• Page excerpt:
This is a lot like traditional multi-socket systems where each socket had a chip with one shared L3 for all its cores, and links to other sockets with snoop filters to keep bandwidth down to manageable levels (and keep latency fast within one socket / CCX). There are NUMA-style inter-core latency differences for pairs of cores within the same CCX vs. in different CCXs.
The low-end models only have one CCX, which is up to 4 cores in Zen 1 & 2,
or up to 8 cores in Zen 3 and 4. The amount of L3 cache per CCX can vary by model with one generation.
For more details see:
https://en.wikichip.org/wiki/amd/microarchitectures/zen#CPU_Complex_.28CCX.29
https://en.wikichip.org/wiki/amd/microarchitectures/zen_2#Core_Complex
https://en.wikichip.org/wiki/amd/microarchitectures/zen_3#Key_changes_from_Zen_2
https://chipsandcheese.com/2022/11/08/amds-zen-4-part-2-memory-subsystem-and-conclusion/
Intel has also done this in a much worse way, for Core 2 Quad by basically sticking two Core 2 Duo dies in one package, with the interconnect between them being the FSB (frontside bus) which was about as slow as going to DRAM. (Last-level cache in those days was L2, so it was two separate L2 caches.) See the "Final Words (Dunnington)" section in chips&cheese's historical look back at Dunnington for some description of how things worked in Core 2 Quads that didn't have its uncore / shared L3, literally just having the other chip snoop the shared FSB and respond instead of DRAM if it had a copy of the line.

• Data entries:
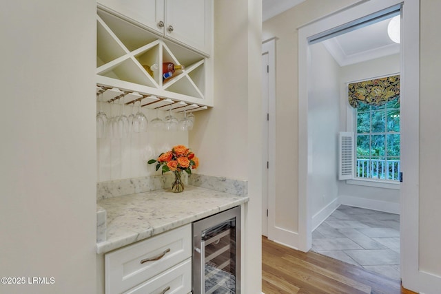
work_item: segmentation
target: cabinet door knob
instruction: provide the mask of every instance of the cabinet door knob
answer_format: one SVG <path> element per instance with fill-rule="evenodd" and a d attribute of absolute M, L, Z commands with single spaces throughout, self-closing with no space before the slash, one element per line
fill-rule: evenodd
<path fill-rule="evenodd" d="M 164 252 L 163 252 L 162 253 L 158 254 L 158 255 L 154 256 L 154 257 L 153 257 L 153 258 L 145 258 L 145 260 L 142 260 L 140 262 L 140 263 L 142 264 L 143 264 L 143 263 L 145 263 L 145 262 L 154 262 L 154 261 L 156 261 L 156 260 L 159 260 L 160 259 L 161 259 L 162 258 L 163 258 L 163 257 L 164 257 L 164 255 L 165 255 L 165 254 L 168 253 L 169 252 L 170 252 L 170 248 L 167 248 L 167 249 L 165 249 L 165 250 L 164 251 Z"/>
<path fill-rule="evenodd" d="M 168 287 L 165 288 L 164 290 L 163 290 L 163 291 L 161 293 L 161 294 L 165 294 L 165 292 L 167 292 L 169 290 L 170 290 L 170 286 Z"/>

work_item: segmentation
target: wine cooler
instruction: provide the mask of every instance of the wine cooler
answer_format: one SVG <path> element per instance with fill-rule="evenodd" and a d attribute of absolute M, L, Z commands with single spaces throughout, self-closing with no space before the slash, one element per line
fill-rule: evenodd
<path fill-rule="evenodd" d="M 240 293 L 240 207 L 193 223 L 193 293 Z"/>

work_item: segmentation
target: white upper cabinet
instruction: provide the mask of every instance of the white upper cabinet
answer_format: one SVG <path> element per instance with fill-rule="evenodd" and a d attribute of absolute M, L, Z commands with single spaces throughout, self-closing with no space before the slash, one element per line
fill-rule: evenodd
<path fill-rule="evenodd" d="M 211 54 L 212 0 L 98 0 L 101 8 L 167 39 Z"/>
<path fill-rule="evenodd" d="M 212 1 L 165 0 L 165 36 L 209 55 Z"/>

--

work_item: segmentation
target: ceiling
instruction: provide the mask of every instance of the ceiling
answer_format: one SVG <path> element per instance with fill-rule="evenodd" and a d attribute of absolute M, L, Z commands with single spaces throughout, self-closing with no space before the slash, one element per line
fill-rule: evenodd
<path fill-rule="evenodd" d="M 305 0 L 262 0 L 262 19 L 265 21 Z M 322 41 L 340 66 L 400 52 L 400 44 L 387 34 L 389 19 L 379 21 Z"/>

---

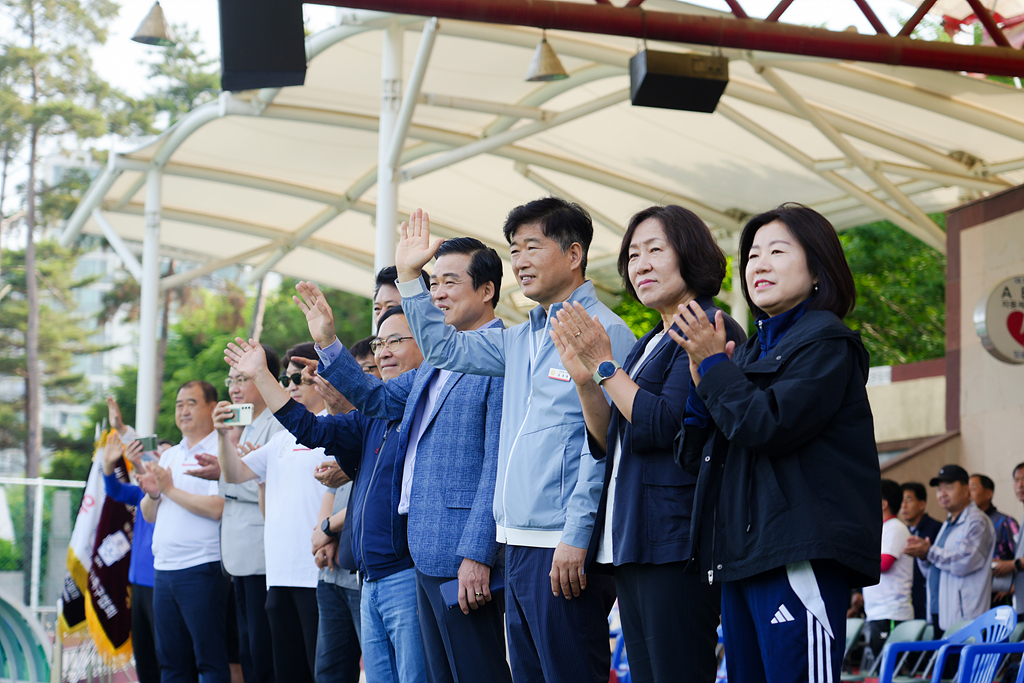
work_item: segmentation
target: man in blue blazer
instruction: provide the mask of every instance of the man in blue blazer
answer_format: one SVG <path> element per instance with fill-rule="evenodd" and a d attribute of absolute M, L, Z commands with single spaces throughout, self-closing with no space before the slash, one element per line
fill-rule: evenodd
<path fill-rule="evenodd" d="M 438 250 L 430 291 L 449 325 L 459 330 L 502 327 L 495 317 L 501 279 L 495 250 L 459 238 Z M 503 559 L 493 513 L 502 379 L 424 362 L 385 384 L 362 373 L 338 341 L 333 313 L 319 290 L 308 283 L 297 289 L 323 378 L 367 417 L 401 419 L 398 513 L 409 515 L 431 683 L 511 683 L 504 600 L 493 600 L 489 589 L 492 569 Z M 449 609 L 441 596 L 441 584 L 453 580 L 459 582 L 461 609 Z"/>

• Problem set:
A - In the post on AMD core complexes, how many cores can one CCX hold in Zen 3 and 4?
B - Copy word for word the part of the post on AMD core complexes starting with "The low-end models" and going on through "with one generation.".

• Responses for each task:
A - Up to 8 cores.

B -
The low-end models only have one CCX, which is up to 4 cores in Zen 1 & 2,
or up to 8 cores in Zen 3 and 4. The amount of L3 cache per CCX can vary by model with one generation.